** begin Recorded data **
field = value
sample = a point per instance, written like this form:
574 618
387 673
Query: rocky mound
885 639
** end Recorded data **
## [Task to complete]
Copy out the whole listing exactly; please set it all down.

## [Exercise response]
field = value
sample = a point per instance, written like this form:
574 618
387 673
Query: rocky mound
885 639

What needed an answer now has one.